### [WHAT TO DO]
How many lines in the rows below contain the string "dome"? Reply with the number only.

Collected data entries
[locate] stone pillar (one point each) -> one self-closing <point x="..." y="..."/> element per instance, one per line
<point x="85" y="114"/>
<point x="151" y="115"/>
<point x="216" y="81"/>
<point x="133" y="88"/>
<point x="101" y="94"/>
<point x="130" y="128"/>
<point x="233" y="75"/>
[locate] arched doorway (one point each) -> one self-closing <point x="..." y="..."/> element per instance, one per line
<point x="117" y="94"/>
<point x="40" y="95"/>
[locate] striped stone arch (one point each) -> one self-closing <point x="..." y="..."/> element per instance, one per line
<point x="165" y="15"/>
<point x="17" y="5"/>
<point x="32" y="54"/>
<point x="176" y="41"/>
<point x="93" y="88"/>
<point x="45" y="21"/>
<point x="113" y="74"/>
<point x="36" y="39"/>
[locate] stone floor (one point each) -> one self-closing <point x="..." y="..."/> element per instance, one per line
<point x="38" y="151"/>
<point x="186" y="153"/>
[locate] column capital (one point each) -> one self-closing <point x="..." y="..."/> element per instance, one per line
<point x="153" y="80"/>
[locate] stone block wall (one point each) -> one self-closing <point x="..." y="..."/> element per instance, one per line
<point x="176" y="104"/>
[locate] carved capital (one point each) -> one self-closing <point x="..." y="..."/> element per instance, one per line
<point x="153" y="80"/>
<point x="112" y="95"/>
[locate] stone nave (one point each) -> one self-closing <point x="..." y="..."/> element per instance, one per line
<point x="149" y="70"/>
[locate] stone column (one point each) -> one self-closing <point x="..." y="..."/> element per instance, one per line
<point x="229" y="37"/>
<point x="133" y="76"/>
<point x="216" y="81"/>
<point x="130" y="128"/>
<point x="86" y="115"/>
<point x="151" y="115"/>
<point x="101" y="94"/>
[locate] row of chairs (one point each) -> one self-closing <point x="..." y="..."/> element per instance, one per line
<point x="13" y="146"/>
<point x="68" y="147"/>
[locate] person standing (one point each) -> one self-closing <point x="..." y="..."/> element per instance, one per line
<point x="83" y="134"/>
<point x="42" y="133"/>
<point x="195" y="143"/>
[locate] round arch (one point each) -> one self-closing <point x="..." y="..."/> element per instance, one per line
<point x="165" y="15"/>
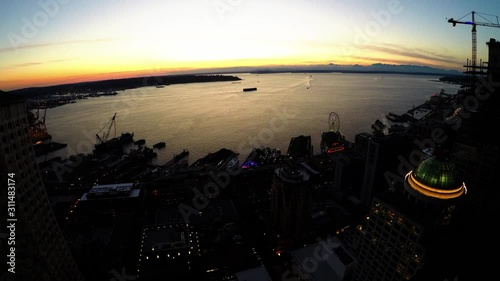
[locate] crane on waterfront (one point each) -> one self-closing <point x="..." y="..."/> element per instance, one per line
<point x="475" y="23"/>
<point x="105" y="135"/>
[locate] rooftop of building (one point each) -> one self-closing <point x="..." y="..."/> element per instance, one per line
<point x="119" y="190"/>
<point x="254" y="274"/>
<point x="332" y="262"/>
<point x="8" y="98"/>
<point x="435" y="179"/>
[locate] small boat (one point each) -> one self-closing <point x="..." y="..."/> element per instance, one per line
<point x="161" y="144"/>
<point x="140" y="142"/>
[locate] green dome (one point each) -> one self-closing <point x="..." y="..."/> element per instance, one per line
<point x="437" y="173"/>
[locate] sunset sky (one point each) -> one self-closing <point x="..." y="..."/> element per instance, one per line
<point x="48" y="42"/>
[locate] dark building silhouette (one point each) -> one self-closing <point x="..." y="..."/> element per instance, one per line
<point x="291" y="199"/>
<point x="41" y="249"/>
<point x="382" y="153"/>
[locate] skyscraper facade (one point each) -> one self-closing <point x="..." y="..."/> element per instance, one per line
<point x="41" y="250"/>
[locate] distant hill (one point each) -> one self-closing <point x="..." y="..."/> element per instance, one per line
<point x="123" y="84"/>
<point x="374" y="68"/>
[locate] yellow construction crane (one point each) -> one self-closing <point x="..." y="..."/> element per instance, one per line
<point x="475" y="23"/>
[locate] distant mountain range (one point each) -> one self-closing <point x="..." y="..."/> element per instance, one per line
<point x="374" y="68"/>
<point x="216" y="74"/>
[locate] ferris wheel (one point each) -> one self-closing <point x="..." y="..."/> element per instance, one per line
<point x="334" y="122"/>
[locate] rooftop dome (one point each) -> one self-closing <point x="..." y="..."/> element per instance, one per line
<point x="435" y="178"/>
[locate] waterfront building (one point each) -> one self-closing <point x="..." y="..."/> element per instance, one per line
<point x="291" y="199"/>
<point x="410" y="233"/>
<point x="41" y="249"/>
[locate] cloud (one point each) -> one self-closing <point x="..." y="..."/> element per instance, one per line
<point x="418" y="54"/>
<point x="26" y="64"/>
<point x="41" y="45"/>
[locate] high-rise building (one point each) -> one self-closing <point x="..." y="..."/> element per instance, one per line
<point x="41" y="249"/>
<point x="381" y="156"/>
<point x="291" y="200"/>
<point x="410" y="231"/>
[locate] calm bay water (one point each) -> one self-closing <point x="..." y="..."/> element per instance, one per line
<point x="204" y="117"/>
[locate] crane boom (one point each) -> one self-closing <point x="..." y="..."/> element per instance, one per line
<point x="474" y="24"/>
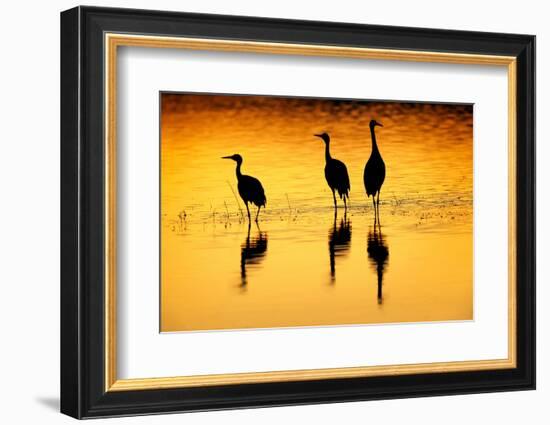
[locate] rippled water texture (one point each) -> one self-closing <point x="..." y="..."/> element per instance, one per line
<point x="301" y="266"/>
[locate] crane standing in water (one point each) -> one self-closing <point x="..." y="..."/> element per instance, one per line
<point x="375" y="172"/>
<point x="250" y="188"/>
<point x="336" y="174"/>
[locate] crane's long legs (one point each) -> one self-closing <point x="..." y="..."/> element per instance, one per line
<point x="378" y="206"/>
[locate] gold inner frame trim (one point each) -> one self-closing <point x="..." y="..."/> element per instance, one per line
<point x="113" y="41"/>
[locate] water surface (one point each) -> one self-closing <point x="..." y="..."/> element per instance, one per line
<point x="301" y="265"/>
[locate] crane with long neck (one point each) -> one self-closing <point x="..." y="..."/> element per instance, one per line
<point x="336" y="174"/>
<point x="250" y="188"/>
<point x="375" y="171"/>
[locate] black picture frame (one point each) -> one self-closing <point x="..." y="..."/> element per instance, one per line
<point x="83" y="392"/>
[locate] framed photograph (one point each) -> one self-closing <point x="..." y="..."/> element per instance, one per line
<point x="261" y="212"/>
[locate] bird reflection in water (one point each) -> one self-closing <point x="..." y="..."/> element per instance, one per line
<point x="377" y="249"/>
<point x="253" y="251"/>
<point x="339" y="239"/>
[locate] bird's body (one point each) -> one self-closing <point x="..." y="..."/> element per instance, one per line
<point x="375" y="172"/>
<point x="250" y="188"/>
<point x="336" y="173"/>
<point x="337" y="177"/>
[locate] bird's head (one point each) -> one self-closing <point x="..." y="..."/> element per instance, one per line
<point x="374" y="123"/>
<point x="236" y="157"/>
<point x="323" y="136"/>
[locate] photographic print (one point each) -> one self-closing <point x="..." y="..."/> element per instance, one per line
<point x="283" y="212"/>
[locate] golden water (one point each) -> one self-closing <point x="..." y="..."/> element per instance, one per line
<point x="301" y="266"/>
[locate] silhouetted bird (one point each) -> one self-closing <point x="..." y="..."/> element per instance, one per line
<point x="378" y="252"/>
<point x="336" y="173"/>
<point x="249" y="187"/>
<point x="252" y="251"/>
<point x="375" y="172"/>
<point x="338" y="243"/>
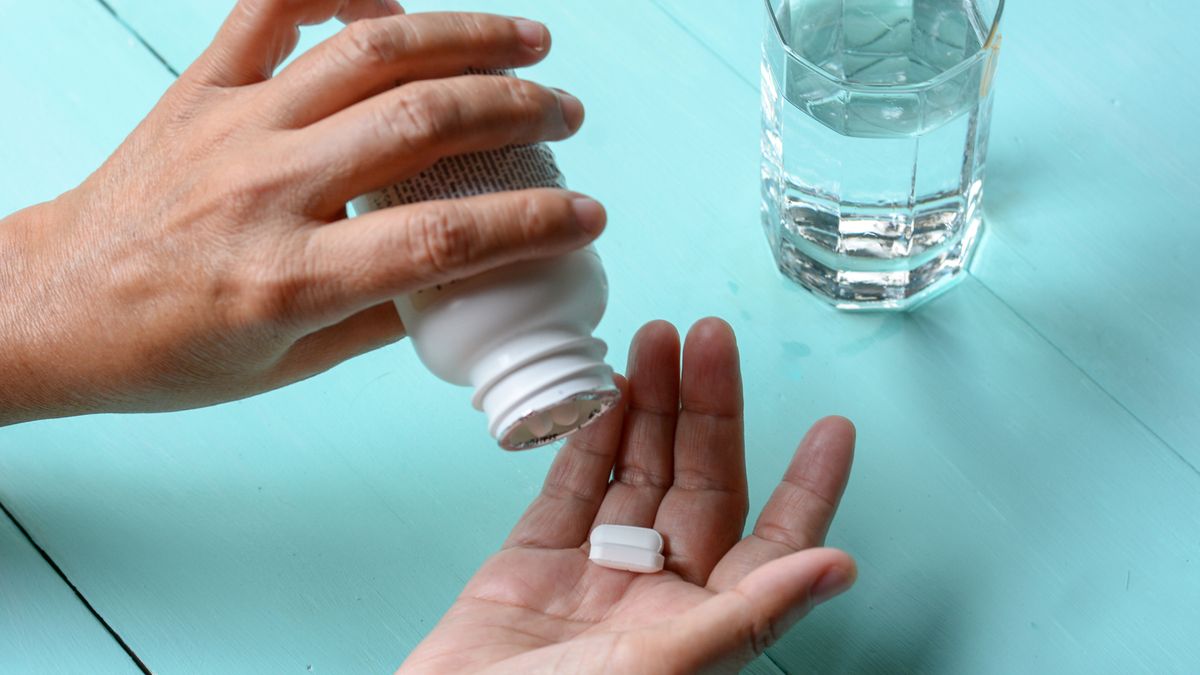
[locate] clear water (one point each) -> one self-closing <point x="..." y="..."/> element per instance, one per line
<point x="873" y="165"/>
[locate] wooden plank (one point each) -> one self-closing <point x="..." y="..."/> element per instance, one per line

...

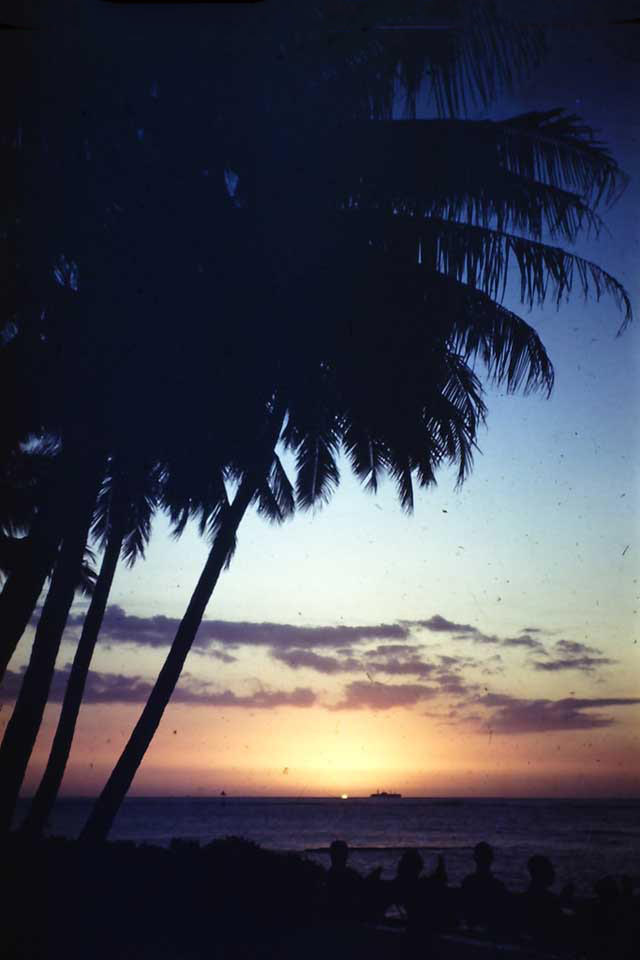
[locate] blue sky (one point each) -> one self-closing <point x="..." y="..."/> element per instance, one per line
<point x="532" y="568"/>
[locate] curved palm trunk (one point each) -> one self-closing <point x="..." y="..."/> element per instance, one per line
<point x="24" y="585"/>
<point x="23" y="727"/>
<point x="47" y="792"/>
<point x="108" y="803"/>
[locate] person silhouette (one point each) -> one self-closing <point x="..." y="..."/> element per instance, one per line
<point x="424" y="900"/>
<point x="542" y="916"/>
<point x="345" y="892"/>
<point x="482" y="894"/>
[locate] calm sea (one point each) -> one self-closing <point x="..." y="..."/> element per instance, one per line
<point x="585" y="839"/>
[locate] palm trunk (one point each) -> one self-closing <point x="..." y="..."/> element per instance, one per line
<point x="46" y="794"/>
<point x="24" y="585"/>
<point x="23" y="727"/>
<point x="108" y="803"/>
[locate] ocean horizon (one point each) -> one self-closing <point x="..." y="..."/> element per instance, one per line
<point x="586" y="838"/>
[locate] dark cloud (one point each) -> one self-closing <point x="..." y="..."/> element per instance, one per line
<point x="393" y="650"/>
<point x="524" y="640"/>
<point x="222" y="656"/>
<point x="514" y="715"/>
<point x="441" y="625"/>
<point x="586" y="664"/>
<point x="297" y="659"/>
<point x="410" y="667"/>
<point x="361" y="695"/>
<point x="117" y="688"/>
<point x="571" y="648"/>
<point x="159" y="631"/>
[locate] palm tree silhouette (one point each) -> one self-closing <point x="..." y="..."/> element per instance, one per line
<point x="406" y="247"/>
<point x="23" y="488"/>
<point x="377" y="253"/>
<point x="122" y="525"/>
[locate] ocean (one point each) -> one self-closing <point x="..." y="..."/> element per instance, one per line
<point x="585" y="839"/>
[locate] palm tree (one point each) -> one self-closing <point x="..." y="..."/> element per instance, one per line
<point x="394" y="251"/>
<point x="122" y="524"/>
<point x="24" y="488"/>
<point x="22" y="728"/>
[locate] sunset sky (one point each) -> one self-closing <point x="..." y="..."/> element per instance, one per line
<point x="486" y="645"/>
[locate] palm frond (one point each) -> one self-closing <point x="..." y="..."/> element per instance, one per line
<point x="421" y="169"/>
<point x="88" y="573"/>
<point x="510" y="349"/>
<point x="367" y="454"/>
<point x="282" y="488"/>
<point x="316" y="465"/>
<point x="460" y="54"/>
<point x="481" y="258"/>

---

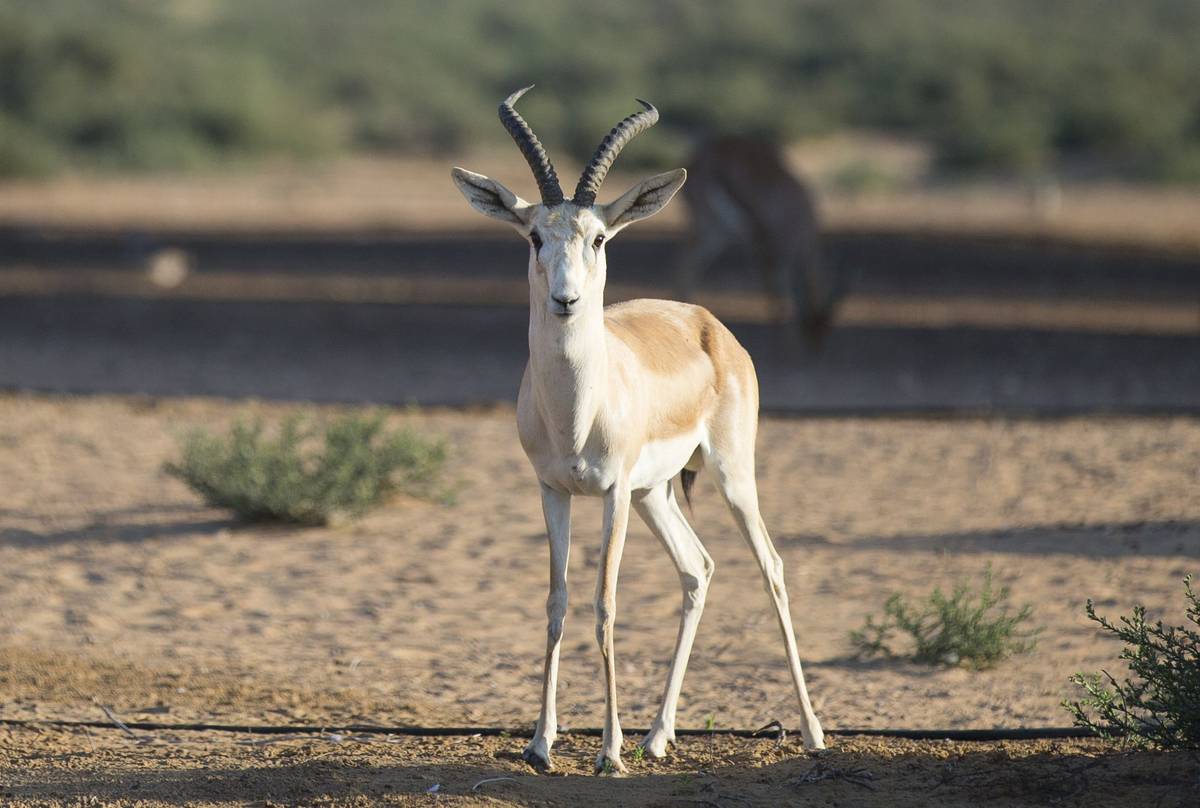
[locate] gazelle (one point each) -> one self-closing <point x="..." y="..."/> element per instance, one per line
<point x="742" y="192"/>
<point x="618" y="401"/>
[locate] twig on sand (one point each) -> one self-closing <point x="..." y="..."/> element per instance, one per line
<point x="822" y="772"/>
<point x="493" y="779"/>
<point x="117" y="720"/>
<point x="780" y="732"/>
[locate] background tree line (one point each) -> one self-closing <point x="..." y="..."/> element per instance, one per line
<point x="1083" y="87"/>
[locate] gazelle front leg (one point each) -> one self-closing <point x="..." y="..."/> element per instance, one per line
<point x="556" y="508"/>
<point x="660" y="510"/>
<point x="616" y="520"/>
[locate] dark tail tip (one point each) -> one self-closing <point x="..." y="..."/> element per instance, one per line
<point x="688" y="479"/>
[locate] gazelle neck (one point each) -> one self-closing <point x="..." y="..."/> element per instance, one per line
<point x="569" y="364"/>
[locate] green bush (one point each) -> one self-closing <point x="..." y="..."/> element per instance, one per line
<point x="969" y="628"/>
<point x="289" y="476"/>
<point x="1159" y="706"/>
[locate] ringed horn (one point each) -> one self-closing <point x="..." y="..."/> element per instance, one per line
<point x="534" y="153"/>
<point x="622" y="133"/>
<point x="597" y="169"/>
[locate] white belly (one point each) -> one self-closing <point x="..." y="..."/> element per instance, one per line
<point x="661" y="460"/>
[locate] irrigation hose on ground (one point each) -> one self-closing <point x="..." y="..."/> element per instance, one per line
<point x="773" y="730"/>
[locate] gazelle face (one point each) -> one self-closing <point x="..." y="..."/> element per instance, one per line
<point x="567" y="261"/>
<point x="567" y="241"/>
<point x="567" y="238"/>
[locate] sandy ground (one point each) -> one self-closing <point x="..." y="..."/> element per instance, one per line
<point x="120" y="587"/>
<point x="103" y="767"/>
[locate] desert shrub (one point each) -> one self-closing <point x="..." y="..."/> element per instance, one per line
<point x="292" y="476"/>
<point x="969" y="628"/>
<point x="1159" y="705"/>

### [COMPLETE RESPONSE]
2